▶ **Work instruction**: How many lines of the listing below contain the word "pixels"? Reply with the number alone.

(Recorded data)
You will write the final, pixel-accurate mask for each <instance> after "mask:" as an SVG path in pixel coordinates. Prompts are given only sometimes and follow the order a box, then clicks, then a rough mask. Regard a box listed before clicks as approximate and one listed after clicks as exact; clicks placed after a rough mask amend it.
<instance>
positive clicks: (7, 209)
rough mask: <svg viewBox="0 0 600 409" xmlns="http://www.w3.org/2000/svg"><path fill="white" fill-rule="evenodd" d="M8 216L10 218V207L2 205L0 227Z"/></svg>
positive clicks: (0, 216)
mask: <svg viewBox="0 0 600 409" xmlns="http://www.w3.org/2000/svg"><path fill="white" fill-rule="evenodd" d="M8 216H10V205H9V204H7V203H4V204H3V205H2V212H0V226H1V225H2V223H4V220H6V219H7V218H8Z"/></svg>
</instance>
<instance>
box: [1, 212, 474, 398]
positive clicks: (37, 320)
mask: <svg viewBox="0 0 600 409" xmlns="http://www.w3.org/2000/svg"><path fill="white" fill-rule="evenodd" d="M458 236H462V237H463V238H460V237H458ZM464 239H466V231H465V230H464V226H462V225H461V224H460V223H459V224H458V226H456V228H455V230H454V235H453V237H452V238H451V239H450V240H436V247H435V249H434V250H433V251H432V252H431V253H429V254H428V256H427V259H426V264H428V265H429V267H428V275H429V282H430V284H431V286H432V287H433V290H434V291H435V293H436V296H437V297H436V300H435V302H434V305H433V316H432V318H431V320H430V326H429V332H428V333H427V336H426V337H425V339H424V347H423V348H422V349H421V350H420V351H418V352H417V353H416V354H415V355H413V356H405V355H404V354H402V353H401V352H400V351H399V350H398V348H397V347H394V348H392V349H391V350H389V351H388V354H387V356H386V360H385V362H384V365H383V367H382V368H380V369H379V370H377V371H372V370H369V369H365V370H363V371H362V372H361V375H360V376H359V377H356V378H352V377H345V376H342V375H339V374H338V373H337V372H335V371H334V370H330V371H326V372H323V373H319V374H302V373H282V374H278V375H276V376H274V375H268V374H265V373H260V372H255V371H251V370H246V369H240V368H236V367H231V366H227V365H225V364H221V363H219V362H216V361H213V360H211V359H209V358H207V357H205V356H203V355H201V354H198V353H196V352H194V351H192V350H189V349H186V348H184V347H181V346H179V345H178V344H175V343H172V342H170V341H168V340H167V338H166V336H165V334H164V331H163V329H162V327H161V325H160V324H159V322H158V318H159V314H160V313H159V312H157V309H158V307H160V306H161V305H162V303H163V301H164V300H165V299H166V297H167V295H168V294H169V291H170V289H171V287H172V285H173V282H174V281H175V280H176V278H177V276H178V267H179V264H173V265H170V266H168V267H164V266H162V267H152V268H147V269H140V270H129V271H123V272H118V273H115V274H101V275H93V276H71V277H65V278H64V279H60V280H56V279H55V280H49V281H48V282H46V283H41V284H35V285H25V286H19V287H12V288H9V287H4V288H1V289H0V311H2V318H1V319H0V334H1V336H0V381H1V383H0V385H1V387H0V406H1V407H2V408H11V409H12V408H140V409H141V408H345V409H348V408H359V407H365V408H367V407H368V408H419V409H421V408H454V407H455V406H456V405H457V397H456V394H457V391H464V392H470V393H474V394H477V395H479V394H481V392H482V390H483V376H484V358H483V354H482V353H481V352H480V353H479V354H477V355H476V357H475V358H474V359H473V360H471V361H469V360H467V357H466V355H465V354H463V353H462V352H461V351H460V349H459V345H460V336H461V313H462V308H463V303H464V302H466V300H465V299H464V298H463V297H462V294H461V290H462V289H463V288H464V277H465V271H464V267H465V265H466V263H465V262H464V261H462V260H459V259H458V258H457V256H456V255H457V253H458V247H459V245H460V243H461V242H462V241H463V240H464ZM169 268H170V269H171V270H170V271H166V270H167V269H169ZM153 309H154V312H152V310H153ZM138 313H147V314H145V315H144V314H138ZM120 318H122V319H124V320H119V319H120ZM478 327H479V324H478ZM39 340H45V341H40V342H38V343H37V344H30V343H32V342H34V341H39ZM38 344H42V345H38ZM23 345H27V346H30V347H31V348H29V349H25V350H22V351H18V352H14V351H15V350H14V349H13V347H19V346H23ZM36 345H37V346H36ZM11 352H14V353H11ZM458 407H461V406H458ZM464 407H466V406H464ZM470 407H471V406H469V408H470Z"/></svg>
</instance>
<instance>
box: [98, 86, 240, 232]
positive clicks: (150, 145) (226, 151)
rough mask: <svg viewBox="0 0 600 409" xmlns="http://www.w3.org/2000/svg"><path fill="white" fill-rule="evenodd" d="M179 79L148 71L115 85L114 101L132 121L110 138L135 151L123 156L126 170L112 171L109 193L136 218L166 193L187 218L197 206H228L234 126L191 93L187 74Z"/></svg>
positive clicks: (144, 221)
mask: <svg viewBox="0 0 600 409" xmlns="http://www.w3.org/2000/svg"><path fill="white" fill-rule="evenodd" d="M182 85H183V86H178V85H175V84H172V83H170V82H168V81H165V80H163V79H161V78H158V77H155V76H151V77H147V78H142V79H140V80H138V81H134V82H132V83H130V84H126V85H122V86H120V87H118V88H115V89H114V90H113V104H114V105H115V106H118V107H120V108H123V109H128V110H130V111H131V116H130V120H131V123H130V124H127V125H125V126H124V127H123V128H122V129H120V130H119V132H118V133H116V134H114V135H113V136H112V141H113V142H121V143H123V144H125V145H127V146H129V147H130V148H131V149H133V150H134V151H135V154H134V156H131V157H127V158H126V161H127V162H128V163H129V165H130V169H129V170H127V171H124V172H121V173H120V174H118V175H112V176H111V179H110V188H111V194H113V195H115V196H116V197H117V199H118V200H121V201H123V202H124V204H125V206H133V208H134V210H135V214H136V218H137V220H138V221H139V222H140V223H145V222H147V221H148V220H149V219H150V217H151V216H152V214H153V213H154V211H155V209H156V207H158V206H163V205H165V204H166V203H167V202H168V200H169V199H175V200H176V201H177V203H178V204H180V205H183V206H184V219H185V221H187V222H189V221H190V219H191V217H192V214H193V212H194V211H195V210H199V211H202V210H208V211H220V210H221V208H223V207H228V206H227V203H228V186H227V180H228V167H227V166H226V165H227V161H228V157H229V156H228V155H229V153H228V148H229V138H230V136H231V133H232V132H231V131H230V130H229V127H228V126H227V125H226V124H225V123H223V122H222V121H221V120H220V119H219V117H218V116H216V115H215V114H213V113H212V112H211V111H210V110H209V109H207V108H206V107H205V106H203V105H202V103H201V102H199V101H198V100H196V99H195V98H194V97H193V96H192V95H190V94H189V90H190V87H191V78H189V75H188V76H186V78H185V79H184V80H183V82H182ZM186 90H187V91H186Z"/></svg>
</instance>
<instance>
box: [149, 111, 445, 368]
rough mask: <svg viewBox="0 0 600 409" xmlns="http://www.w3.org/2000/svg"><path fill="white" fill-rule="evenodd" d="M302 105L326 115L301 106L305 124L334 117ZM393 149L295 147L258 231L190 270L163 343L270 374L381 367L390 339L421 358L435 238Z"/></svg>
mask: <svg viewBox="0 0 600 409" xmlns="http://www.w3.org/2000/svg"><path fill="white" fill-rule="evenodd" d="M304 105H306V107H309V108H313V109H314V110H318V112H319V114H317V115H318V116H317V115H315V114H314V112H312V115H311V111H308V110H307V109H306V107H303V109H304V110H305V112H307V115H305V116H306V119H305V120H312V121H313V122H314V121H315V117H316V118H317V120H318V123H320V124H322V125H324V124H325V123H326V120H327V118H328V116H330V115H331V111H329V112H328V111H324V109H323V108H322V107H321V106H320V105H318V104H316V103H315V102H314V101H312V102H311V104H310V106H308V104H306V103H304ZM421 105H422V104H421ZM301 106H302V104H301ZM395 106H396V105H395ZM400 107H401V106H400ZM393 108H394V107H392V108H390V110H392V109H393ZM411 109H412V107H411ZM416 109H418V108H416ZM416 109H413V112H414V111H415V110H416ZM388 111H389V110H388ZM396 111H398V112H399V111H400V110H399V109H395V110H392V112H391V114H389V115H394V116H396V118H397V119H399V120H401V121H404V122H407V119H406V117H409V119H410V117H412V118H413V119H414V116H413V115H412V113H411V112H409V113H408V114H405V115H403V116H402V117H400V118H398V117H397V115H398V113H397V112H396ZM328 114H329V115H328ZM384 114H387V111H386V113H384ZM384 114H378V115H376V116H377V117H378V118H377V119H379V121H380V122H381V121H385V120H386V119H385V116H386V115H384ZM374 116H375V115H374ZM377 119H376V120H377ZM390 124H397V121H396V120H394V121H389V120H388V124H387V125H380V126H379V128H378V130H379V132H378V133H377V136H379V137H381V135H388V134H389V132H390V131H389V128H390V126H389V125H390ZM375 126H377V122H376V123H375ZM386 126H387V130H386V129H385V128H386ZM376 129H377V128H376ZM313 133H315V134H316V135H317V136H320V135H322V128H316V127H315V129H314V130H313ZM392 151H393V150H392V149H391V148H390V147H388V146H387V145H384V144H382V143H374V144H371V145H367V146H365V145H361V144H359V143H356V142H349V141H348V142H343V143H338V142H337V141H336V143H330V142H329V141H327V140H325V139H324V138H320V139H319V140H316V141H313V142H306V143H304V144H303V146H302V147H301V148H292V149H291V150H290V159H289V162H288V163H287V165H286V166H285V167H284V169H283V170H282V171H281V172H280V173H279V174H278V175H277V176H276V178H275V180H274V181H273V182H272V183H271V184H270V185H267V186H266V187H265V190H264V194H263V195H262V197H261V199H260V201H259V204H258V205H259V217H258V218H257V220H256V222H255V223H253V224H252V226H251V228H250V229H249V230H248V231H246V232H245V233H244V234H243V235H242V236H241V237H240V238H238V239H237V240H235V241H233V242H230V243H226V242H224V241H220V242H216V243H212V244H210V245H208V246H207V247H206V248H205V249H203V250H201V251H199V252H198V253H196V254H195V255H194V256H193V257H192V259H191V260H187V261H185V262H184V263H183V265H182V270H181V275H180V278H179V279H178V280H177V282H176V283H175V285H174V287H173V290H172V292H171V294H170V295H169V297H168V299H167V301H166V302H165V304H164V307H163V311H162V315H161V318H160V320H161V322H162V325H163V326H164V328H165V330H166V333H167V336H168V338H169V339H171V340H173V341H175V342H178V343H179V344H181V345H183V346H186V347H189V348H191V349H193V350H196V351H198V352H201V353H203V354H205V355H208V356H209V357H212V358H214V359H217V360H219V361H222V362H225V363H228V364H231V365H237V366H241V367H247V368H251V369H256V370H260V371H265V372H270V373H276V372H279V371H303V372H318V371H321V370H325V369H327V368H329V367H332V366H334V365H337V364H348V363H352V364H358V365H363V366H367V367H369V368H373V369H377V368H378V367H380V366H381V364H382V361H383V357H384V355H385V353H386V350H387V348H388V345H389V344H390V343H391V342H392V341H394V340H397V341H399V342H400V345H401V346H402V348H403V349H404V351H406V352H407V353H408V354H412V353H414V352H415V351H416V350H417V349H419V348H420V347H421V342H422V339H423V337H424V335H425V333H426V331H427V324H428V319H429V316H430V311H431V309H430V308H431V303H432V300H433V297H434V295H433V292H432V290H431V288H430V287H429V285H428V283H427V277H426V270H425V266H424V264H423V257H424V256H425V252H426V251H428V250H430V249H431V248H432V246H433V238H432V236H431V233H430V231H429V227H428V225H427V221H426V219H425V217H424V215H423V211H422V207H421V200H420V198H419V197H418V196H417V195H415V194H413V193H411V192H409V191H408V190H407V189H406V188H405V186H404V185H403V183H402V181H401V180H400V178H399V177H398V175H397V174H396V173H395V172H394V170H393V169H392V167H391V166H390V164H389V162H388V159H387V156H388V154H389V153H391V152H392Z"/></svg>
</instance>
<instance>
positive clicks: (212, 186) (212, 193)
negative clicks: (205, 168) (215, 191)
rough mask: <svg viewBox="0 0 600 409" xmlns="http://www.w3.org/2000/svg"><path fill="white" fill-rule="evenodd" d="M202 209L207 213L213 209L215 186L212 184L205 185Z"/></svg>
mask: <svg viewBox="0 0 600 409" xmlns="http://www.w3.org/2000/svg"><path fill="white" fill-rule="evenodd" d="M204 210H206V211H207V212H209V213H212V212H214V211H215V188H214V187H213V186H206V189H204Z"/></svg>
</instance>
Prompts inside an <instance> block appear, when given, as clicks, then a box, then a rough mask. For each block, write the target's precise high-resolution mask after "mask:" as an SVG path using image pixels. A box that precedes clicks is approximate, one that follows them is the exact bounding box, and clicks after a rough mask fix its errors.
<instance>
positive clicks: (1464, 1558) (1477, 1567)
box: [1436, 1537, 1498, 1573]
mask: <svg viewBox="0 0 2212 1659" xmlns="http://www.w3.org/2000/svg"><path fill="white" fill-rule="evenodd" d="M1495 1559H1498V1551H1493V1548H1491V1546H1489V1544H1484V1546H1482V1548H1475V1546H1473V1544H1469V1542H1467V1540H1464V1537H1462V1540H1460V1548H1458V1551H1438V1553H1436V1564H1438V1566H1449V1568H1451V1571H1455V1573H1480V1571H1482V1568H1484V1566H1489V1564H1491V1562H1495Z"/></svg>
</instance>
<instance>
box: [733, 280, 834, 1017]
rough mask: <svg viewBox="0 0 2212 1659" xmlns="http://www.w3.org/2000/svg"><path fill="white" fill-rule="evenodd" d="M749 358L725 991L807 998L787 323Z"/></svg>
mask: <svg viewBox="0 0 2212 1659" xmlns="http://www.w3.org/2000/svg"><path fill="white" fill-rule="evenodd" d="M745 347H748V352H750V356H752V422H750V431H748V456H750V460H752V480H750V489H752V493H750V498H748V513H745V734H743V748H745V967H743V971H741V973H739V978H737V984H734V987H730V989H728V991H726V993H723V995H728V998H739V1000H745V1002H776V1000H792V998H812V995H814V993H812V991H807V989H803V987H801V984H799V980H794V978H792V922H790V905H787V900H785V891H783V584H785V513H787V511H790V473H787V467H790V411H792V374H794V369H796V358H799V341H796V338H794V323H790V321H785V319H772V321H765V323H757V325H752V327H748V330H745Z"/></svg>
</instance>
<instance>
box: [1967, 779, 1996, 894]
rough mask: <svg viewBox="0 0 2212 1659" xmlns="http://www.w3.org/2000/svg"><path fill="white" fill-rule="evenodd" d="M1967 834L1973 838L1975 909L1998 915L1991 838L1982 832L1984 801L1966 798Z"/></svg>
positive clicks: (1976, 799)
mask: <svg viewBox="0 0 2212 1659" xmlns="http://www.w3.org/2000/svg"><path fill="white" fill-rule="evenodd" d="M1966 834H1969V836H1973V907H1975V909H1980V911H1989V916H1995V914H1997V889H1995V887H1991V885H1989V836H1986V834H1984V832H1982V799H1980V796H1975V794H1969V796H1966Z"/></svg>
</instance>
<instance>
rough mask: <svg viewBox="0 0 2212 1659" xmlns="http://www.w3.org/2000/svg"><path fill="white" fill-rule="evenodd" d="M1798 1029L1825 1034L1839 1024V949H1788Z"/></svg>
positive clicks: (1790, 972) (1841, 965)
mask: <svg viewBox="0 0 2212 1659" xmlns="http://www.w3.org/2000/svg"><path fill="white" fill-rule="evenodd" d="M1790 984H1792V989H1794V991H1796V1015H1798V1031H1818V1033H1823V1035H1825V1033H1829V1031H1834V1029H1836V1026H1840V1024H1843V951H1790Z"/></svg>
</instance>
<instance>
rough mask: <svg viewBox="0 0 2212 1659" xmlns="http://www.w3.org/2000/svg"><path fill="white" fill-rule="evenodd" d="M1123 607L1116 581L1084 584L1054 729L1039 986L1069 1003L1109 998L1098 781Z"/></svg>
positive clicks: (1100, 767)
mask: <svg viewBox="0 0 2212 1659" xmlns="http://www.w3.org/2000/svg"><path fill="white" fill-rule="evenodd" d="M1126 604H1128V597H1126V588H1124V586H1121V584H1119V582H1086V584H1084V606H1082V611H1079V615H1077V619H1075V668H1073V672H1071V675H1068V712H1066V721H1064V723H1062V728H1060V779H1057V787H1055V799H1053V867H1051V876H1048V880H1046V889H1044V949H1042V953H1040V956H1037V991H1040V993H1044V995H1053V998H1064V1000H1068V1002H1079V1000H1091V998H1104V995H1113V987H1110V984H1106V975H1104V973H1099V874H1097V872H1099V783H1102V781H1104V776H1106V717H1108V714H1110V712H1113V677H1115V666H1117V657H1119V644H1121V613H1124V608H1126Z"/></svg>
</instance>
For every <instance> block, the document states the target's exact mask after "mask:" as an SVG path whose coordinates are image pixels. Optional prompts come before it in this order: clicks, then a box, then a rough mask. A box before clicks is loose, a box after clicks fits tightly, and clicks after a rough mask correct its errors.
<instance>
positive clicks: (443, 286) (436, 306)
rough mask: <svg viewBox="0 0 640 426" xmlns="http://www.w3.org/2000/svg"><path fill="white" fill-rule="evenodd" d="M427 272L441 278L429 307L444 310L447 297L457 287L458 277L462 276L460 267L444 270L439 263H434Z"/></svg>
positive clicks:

▶ **Response to the task**: 2